[Point-per-instance localization data]
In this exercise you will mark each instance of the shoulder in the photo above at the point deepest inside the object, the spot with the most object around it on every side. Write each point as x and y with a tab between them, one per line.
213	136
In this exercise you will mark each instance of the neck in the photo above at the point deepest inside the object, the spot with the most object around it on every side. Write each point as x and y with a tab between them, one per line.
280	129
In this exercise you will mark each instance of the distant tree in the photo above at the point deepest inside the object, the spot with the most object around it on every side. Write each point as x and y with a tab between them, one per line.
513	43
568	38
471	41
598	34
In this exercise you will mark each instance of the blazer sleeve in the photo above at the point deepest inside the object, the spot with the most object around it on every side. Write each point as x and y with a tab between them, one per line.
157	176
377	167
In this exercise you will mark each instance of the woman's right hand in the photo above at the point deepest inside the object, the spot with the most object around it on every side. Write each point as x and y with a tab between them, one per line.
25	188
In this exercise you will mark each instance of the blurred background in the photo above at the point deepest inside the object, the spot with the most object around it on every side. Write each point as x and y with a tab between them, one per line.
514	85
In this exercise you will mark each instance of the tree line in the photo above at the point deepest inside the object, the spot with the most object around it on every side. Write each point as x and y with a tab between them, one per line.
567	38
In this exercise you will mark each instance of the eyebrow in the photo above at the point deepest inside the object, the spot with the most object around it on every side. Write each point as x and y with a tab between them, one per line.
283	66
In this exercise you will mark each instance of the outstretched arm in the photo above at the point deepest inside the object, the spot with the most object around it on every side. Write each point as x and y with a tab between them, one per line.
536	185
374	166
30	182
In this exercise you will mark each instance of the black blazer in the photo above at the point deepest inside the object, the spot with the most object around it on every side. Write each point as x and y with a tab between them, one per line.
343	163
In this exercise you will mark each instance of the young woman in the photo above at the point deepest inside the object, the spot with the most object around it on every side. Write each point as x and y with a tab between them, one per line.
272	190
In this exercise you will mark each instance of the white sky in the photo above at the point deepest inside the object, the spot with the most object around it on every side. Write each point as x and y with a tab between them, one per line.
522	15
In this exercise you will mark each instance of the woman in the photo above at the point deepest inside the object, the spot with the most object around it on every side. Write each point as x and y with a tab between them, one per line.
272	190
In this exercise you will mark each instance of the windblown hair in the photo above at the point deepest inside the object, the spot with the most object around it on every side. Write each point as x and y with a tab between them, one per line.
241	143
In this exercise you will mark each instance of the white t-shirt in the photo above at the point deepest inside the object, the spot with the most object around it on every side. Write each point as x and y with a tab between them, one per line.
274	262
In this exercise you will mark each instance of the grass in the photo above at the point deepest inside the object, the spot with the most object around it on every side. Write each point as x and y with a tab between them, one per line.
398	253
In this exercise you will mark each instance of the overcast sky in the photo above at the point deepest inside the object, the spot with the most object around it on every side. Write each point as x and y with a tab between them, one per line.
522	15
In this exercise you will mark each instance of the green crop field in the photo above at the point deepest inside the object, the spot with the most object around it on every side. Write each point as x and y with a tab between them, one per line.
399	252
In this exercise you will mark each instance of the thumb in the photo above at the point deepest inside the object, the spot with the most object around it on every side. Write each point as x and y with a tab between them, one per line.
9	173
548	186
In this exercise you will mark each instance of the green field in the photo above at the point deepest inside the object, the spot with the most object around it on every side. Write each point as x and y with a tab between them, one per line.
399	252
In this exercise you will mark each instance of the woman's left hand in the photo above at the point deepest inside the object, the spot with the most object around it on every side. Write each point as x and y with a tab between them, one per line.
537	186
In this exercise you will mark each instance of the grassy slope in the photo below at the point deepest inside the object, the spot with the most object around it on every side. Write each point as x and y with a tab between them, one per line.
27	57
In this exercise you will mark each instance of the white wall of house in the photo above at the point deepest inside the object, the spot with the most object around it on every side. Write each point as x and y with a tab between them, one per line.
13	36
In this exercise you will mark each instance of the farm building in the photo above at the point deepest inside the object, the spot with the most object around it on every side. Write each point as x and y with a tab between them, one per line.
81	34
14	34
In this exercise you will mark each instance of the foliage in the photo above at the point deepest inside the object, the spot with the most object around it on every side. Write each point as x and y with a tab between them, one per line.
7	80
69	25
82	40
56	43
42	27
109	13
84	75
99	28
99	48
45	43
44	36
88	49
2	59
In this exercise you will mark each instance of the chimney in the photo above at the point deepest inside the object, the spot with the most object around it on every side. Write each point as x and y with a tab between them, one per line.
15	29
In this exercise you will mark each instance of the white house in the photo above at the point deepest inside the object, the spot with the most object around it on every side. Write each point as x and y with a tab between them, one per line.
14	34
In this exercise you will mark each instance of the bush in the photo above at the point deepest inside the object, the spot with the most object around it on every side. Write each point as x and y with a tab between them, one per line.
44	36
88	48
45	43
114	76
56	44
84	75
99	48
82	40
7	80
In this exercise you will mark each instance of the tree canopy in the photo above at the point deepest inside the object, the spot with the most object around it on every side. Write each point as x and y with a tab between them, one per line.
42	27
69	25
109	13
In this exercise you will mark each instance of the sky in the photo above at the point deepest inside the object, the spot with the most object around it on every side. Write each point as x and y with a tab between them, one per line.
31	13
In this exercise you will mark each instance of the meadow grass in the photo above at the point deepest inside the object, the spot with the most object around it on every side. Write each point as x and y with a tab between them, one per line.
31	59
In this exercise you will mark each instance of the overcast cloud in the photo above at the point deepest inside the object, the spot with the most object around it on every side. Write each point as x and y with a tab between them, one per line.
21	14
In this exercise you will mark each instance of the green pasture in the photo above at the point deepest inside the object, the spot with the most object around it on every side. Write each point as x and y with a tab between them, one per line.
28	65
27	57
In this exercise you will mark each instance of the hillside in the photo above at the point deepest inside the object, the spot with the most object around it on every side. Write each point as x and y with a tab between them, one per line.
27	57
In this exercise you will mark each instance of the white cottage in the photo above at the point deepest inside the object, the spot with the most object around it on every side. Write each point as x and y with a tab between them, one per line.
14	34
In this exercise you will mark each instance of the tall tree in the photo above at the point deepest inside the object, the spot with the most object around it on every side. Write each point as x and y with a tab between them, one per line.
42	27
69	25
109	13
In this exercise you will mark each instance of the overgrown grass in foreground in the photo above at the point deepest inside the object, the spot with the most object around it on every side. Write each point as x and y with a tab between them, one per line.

### PROBLEM
Retype the records above in full, exactly as they appear.

### ANSWER TO THE EXERCISE
In this exercise you will mark each instance of the shoulder in the photo above at the point deepest inside the object, the spot with the most object around it on every side. Write each point as x and y with a tab between them, one per line.
213	136
In this exercise you will mark each instance of the neck in the photo above at the point deepest inside the object, the spot with the most object around it on every side. Write each point as x and y with a tab between them, one per line.
280	129
In this exercise you will mark each instance of the distant tree in the photo above at the point deepest inside the object, the spot with the most object around it on every side. Write each point as x and y with a tab between them, one per line.
513	43
568	38
471	41
598	34
In this exercise you will mark each instance of the blazer sleeve in the photo above at the point deepest inside the object, the spot with the most object around it on every side. Write each point as x and y with a tab between them, one per line.
157	176
377	167
In this exercise you will mark each instance of the woman's right hand in the photo above at the point deepest inside the object, the spot with the most object around it on every side. Write each point as x and y with a tab between them, one per line.
25	188
In this exercise you will mark each instance of the blurred background in the photo above at the point deepest inside the object, the spot with the most object around it on every side. Write each point as x and y with a tab between them, one per line.
514	85
In this exercise you will mark each instance of the tree line in the photo above at the point deepest inside the object, the spot with the most object around it on every side. Write each point as x and y with a tab between them, one per line.
567	38
In this exercise you will mark each instance of the eyebrow in the photo above at the point deepest inside the object, the spot with the most object around it on every side. Write each point as x and y with a tab between them, one per line.
283	66
In this exercise you will mark each instance of the outstretched arm in the photo above at the point deepest inside the object, the spot with the most object around it on every side. Write each point as x and y with a tab between them, one per line.
536	185
374	166
30	182
In this exercise you will mark each instance of the black blazer in the photo above at the point deepest inside the object, the spot with the most object around it on every side. Write each point as x and y with a tab between them, one per line.
343	163
In this exercise you will mark each instance of the young woman in the photo above at the point deepest inside the object, the spot with the most object around it on every side. Write each point as x and y with a tab between them, one per line.
272	190
In this exercise you will mark each instance of the white sky in the photo above at the point deepest inside the object, the spot with the most object around it on every side. Write each point as x and y with a tab between them, one per line.
522	15
In this exercise you will mark each instance of the woman in the photo above at the point deepest inside the object, the spot with the most object around it on every side. Write each point as x and y with a tab between them, one per line.
272	190
In this exercise you will mark each instance of the windblown hair in the photo above at the point deepest inside the object, the spot with the most object around it on every side. Write each point as x and y with a tab between them, one per line.
241	143
In this exercise you will mark each instance of the white t-shirt in the photo above at the point deepest inside the object, the spot with the most object around it on every side. Write each point as x and y with a tab between them, one per line.
274	262
In this exercise you will mark each instance of the grass in the photo above at the point deepest inside the object, the spot with the most object around it on every side. Write each point as x and y with a tab between them, one per line.
398	253
In this exercise you will mark each instance of the overcast sky in the photo above at the point deepest inside the object, the spot with the most object around it on every side. Write each point as x and y with a tab between them, one per line.
522	15
In this exercise you will mark each instance of the green crop field in the photo above at the point deepest inside the object, the spot with the most object around it on every side. Write each point as x and y with a tab between them, one per line.
399	252
In this exercise you will mark each instance of the thumb in the photo above at the point deepest inside the object, the spot with the most object around it on every side. Write each point as x and y with a tab between them, one per line.
9	173
548	186
In this exercise you will mark each instance of the green field in the photo above at the point deepest inside the object, the spot with the most object around it on every side. Write each point as x and y with a tab between them, one per line.
399	252
In this exercise you will mark each instance of the woman's left hand in the photo above at the point deepest inside the object, the spot with the most object around it on every side. Write each point as x and y with a tab between them, one per line.
537	186
In this exercise you will mark each instance of the grassy slope in the photo below at the point deepest inside the object, the spot with the most object around it on every side. Write each point as x and y with a tab between them, one per line.
27	57
In this exercise you will mark each instance of the white wall of house in the photo above at the point deepest inside the object, the spot with the most object around it on every side. Write each point as x and y with a tab between them, one per line.
13	36
In this exercise you will mark each instance of the farm building in the photo above at the point deepest inside the object, the spot with the most object around it on every side. Write each point as x and y with a tab between them, one per line.
81	34
14	34
In this exercise you will mark each instance of the foliage in the photo above at the point deepest inside the object, the spot with the most object around it on every side. Write each point as x and y with a tab between them, one per line.
7	80
69	25
82	40
56	43
42	27
109	13
84	75
99	28
99	48
45	43
44	36
88	49
2	59
In this exercise you will mark each instance of the chimney in the photo above at the point deepest inside the object, the spot with the most object around it on every side. Write each point as x and y with a tab between them, one per line.
15	29
In this exercise you will mark each instance of the white house in the photo above at the point deepest inside the object, the spot with the most object around it on every side. Write each point as x and y with a tab between them, one per line.
14	34
In this exercise you will mark each instance of the bush in the photo above at the point deepest inside the object, the spot with the most object around it on every side. Write each point as x and y with a tab between them, one per line.
44	36
88	48
45	43
114	76
56	44
84	75
99	48
82	40
7	80
In this exercise you will mark each instance of the tree canopy in the photo above at the point deepest inside the object, the spot with the most object around it on every side. Write each point as x and y with a tab between them, one per line.
42	27
69	25
109	13
In this exercise you will mark each instance of the sky in the photo above at the point deepest inside the object, the spot with the most object around it on every side. Write each point as x and y with a tab between them, one per line.
31	13
In this exercise you will mark each instance of the meadow grass in the photo above at the point deepest inside the object, the spot with the most object around it on every side. Write each point as x and y with a tab between them, one per line.
31	59
In this exercise you will mark each instance of the overcast cloud in the photo above at the point deepest inside the object, the spot with the most object around it on every side. Write each point as x and y with a tab between them, one per line.
21	14
In this exercise you will mark each instance of the green pasture in the photo above at the point deepest inside the object, the spot with the most object around it on every side. Write each point as x and y with a tab between them, one per line.
28	65
27	57
In this exercise you will mark each instance of the hillside in the photo above at the point deepest inside the object, the spot with the most object around it on every side. Write each point as x and y with a tab between them, one per line.
27	57
In this exercise you will mark each instance of the white cottage in the photo above at the point deepest inside the object, the spot with the most object around it on every side. Write each point as x and y with a tab between them, one per line.
14	34
In this exercise you will mark each instance of the tall tree in the photo above at the point deepest inside the object, the spot with the most object around it on every side. Write each point as x and y with a tab between them, one per line.
42	27
69	25
109	13
In this exercise you will mark each instance of the overgrown grass in foreground in the photo above at the point deepest inside the object, the spot with the most object around it on every side. Write each point as x and y with a tab between them, one per line.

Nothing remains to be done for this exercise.